● Excerpt from a dataset
'''
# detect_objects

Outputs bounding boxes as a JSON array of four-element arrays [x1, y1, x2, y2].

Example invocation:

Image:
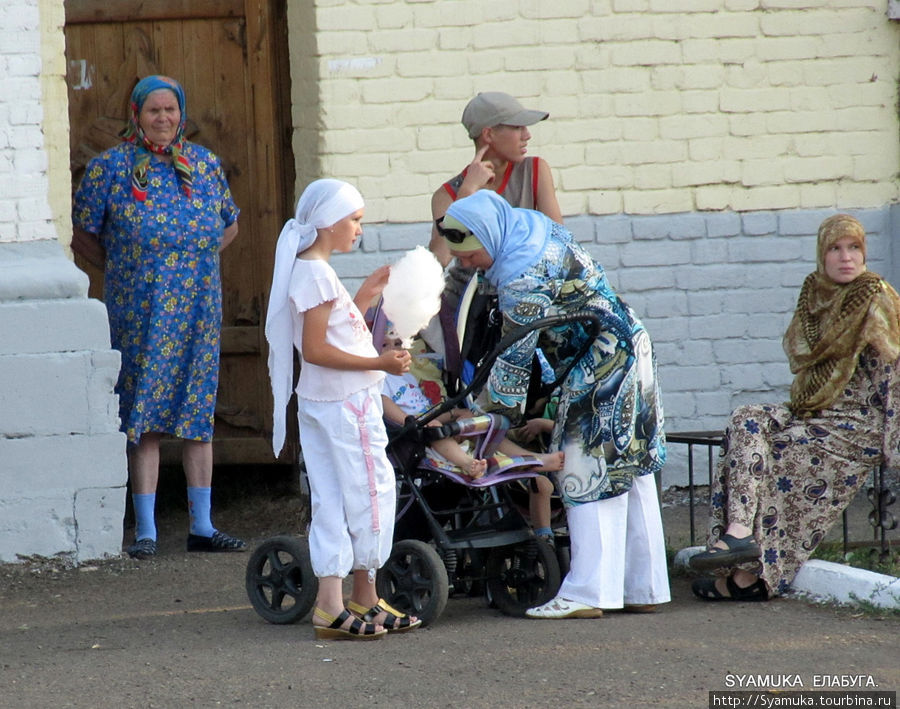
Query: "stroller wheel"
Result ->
[[485, 539, 560, 616], [375, 539, 450, 626], [245, 536, 319, 625]]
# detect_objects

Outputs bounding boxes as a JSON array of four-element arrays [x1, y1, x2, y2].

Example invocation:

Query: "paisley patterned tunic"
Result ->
[[708, 347, 900, 595], [73, 142, 238, 443], [484, 224, 666, 506]]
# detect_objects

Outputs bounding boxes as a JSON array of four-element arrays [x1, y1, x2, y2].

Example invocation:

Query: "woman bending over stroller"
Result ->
[[437, 190, 670, 618]]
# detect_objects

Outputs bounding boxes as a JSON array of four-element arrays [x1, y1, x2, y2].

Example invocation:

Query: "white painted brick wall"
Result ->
[[0, 0, 52, 243], [0, 0, 127, 563]]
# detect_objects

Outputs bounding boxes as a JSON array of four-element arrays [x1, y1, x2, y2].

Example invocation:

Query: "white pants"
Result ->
[[298, 386, 397, 578], [557, 475, 671, 608]]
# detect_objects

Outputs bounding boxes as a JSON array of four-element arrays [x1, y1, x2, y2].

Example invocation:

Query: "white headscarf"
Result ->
[[266, 179, 365, 457]]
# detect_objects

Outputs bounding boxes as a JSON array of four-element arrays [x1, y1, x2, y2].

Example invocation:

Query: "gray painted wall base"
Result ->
[[0, 240, 128, 563]]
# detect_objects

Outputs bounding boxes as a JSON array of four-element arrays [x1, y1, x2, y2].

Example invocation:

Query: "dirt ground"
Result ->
[[0, 464, 900, 709]]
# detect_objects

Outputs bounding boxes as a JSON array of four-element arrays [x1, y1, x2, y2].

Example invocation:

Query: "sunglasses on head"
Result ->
[[434, 217, 472, 244]]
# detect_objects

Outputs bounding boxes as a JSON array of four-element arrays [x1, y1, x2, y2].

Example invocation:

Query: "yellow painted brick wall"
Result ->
[[289, 0, 900, 222], [38, 0, 72, 245]]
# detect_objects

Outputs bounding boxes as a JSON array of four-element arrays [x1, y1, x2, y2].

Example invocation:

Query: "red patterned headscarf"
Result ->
[[121, 75, 194, 202]]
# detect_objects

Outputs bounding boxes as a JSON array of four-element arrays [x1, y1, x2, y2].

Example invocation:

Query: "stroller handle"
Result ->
[[392, 310, 602, 437]]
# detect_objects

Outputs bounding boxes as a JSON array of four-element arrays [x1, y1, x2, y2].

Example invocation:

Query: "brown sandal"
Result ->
[[347, 598, 422, 633]]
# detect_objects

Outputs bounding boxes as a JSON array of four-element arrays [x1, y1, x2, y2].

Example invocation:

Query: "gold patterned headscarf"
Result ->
[[783, 214, 900, 416]]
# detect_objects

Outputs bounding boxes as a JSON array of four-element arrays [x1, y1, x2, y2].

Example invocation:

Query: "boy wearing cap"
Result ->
[[429, 91, 562, 266]]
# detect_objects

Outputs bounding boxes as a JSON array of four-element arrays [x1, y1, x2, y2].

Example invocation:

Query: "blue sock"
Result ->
[[188, 487, 216, 537], [131, 492, 156, 541]]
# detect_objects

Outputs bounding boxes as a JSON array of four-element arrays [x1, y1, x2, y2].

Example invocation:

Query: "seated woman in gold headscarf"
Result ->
[[689, 214, 900, 601]]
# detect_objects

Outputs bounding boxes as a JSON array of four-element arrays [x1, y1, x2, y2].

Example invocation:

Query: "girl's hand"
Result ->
[[378, 350, 412, 374]]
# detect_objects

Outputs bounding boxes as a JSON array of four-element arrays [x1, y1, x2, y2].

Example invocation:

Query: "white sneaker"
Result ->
[[525, 596, 603, 620]]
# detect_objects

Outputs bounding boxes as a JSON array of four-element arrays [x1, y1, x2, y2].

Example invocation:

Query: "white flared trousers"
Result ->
[[557, 475, 671, 609], [298, 386, 397, 578]]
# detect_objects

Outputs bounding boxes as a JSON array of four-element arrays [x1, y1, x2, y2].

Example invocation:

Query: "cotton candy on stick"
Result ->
[[381, 246, 444, 349]]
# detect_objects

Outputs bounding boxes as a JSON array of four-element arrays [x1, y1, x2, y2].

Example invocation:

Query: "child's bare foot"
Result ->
[[465, 458, 487, 480], [534, 451, 566, 473]]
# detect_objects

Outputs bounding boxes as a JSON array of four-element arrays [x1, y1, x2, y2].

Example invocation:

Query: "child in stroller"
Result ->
[[382, 329, 565, 482]]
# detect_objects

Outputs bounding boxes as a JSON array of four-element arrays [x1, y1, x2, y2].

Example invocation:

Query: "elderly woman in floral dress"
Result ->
[[437, 190, 669, 619], [72, 76, 246, 558], [690, 214, 900, 601]]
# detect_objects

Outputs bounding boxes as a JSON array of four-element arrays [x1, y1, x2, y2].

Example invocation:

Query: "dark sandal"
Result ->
[[347, 598, 422, 633], [691, 576, 769, 601], [187, 530, 247, 551], [313, 608, 387, 640], [126, 537, 156, 559], [688, 534, 762, 571]]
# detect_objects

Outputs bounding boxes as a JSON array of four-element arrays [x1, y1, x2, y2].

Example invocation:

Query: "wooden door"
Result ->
[[65, 0, 297, 464]]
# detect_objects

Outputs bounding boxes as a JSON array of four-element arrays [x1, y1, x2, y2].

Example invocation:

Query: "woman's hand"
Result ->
[[378, 350, 412, 374]]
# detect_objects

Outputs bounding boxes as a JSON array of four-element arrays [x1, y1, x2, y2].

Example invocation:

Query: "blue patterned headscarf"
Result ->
[[447, 190, 554, 287], [122, 74, 194, 202]]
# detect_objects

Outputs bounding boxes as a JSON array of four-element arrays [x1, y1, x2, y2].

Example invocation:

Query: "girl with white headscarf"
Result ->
[[266, 179, 420, 640]]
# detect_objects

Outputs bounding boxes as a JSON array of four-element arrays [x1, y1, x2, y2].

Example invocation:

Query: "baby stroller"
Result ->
[[245, 302, 600, 625]]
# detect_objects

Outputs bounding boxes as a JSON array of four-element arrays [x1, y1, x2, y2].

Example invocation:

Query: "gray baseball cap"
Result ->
[[462, 91, 550, 138]]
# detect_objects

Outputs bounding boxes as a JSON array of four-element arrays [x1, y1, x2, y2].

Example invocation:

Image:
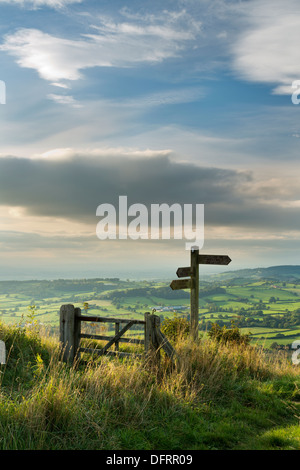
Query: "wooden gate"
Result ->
[[60, 305, 176, 362]]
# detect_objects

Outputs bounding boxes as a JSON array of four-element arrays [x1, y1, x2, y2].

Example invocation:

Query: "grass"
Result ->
[[0, 324, 300, 450]]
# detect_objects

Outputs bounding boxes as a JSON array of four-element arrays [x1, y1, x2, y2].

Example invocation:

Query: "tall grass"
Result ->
[[0, 325, 300, 450]]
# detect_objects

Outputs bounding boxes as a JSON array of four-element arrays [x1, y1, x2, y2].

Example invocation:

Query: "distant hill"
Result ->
[[205, 265, 300, 282]]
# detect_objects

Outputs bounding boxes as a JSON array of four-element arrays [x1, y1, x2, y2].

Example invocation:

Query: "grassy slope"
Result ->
[[0, 324, 300, 450]]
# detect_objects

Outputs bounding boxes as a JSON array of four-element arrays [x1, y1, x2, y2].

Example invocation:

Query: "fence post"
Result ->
[[60, 304, 81, 363]]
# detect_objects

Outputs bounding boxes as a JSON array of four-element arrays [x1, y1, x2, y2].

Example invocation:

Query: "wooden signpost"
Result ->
[[170, 249, 231, 339]]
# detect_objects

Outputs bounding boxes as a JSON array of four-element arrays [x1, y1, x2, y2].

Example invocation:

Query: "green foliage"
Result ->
[[161, 317, 190, 342], [208, 322, 251, 346]]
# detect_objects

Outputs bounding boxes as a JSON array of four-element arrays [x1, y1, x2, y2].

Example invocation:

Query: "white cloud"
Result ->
[[0, 0, 82, 9], [0, 11, 200, 85], [232, 0, 300, 94]]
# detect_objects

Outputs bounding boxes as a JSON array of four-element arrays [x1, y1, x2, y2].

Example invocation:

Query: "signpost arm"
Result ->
[[191, 248, 199, 339]]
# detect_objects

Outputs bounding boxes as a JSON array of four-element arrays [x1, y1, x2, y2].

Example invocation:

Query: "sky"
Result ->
[[0, 0, 300, 280]]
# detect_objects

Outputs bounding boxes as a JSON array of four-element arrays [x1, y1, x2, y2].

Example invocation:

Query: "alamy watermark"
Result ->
[[96, 196, 204, 250], [0, 80, 6, 104]]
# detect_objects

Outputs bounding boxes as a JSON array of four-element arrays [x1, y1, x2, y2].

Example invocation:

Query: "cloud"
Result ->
[[47, 93, 82, 108], [232, 0, 300, 94], [0, 11, 200, 85]]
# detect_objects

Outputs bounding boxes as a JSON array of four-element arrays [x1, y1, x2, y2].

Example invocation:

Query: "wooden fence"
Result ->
[[60, 304, 177, 363]]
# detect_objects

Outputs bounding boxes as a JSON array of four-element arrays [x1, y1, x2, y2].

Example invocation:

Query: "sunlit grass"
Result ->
[[0, 324, 300, 450]]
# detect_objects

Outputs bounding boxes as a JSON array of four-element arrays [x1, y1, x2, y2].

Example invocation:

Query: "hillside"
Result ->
[[0, 266, 300, 348]]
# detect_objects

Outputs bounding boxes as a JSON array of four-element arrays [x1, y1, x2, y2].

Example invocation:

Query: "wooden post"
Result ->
[[60, 304, 81, 363], [191, 248, 199, 339]]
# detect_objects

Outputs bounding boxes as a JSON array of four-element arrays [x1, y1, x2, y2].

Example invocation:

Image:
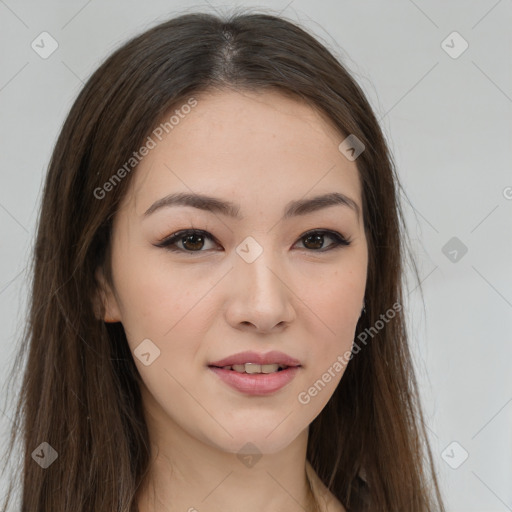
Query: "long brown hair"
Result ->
[[1, 9, 444, 512]]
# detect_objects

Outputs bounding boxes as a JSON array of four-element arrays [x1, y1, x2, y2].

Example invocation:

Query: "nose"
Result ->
[[226, 245, 295, 334]]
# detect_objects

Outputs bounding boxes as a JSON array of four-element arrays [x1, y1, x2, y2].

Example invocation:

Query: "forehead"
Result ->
[[120, 90, 360, 215]]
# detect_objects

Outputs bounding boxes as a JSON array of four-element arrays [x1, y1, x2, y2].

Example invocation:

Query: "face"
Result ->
[[96, 91, 368, 453]]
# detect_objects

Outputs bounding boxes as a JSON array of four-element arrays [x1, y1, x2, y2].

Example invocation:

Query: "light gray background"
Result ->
[[0, 0, 512, 512]]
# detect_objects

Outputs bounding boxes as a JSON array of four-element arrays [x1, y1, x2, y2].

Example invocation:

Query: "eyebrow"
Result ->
[[143, 192, 360, 220]]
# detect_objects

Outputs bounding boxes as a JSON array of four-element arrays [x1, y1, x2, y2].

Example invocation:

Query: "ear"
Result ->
[[94, 268, 121, 323]]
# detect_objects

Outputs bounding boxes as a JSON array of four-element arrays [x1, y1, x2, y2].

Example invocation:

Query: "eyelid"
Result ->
[[154, 228, 352, 255]]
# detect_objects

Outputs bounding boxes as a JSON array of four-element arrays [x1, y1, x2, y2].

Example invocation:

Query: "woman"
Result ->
[[0, 8, 444, 512]]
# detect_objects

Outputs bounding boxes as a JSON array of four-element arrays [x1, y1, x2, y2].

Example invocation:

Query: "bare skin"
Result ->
[[98, 91, 360, 512]]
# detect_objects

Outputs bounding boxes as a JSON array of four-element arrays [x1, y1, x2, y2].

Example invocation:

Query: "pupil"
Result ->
[[183, 234, 202, 249], [306, 234, 323, 249]]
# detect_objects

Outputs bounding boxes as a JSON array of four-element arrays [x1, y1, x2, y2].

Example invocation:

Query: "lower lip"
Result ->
[[208, 366, 300, 395]]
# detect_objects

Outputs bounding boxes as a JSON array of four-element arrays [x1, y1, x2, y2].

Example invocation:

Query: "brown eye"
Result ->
[[157, 229, 219, 253], [301, 230, 350, 252]]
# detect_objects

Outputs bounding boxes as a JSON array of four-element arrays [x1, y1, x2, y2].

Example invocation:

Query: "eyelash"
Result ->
'''
● Exercise details
In the records from the start through the line containing "224, 666, 506]]", rename "Example invocation" to "Sample call" and write those lines out again with everything else unchanged. Leave the pictures out of your answer.

● Result of this task
# detect_objects

Outputs bounding boxes as a JSON array of four-element arrays [x1, y1, x2, y2].

Sample call:

Image:
Query: "stroller wheel"
Result ->
[[485, 539, 560, 616], [375, 539, 450, 626], [245, 536, 319, 625]]
# detect_objects

Outputs bounding boxes as a JSON array of four-element arrays [x1, y1, x2, y2].

Sample call:

Query: "paisley patterned tunic"
Result ->
[[708, 347, 900, 595], [73, 142, 238, 443], [484, 224, 666, 506]]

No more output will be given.